[[ PROVIDED RECORDS, beginning ]]

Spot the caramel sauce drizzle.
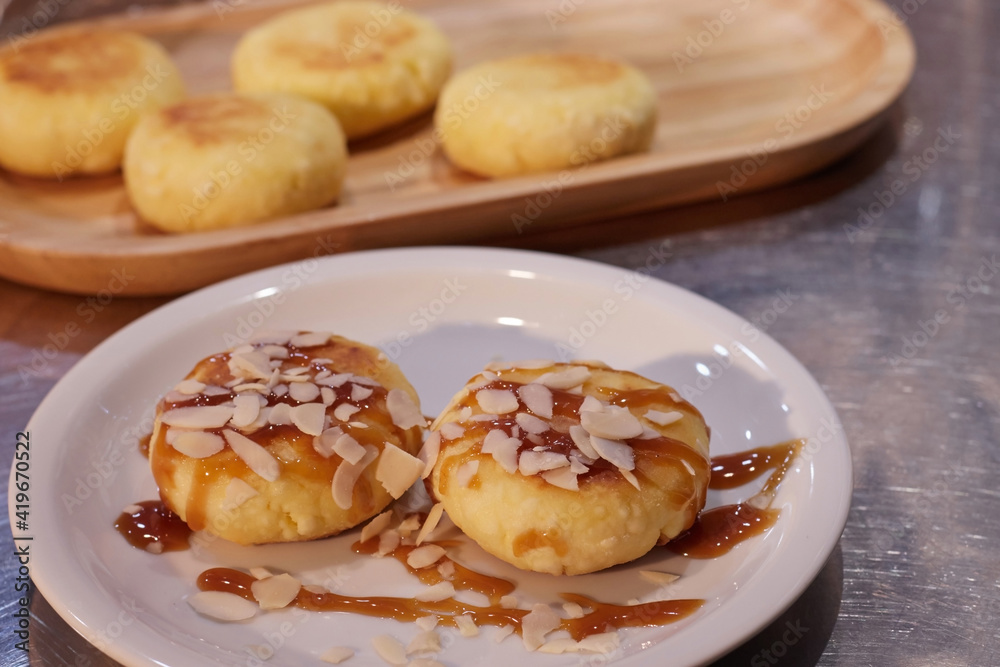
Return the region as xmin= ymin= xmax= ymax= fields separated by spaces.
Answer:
xmin=666 ymin=439 xmax=804 ymax=558
xmin=114 ymin=500 xmax=192 ymax=553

[[ PROVIDED RECORDS, end ]]

Would you provide an exact, picture-free copy of the data above?

> **TASK SOLUTION**:
Spot the caramel sauce drizzle.
Return the region as xmin= ymin= xmax= ymax= fields separated by spaces.
Answer:
xmin=666 ymin=439 xmax=804 ymax=558
xmin=114 ymin=500 xmax=192 ymax=553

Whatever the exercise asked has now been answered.